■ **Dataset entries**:
++++++++++++++++++++

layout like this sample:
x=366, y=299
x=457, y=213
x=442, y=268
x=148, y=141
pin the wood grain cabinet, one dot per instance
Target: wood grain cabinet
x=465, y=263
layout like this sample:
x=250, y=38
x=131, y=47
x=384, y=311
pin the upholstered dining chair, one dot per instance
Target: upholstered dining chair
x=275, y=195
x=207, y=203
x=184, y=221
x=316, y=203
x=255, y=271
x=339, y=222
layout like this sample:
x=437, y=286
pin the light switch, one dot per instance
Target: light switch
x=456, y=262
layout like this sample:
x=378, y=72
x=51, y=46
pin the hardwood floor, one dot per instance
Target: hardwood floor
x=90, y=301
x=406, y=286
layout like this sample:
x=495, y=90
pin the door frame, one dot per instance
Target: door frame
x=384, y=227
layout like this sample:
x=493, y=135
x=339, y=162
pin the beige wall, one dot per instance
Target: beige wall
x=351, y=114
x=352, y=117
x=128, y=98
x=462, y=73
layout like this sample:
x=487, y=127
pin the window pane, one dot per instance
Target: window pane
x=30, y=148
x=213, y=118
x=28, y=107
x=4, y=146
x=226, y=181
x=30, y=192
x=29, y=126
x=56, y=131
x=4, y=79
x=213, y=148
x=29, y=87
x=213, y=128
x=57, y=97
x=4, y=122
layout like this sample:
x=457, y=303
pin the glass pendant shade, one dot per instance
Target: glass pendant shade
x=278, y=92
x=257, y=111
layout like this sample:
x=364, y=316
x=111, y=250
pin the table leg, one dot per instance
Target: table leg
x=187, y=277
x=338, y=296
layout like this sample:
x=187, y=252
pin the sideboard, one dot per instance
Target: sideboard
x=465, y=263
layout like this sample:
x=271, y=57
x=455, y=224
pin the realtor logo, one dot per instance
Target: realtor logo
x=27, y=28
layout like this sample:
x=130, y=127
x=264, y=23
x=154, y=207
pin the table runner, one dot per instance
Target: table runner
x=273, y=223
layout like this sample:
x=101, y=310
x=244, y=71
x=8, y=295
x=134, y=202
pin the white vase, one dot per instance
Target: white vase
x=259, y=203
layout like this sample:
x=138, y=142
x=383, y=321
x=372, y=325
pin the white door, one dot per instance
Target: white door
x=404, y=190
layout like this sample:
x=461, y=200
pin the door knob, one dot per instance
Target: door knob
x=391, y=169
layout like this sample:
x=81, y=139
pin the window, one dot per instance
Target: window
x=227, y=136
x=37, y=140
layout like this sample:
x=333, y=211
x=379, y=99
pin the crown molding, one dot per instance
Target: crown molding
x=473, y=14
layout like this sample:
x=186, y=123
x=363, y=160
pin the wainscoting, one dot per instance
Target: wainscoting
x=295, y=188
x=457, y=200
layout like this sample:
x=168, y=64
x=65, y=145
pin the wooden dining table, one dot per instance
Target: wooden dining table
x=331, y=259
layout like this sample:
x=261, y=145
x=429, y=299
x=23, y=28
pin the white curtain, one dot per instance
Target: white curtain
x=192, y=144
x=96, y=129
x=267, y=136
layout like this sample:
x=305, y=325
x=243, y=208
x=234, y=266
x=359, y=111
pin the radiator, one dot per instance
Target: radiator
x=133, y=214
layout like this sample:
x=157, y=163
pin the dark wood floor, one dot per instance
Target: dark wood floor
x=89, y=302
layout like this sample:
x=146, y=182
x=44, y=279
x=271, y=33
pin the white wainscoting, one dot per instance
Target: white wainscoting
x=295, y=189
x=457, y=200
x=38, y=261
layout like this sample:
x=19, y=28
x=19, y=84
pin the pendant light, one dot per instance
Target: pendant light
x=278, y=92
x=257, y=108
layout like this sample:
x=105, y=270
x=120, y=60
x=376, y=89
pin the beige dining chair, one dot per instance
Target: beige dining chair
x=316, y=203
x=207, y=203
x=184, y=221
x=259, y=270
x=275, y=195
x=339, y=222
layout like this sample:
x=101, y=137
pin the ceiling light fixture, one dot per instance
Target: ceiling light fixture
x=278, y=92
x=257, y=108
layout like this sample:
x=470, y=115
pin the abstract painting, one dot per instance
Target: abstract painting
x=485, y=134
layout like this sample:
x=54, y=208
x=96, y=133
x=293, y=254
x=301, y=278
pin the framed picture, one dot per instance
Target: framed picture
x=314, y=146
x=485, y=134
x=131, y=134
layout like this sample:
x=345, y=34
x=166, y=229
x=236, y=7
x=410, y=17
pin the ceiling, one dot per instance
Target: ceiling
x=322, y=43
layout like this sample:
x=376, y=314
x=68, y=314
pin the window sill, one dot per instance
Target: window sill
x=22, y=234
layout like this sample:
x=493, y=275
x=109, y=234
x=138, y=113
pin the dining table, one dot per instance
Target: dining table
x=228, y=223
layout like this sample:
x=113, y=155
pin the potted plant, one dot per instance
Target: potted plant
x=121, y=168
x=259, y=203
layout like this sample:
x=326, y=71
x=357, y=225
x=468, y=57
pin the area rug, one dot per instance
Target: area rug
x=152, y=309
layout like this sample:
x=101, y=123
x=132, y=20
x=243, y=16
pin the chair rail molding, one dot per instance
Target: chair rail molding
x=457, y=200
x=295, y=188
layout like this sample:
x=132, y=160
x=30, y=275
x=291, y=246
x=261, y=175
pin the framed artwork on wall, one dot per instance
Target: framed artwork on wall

++++++++++++++++++++

■ **Aim of the exercise**: Would you please return all lines of the data that include the word "artwork"?

■ **Exercise output**:
pin the framed artwork on wall, one dot per instance
Target: framed artwork on wall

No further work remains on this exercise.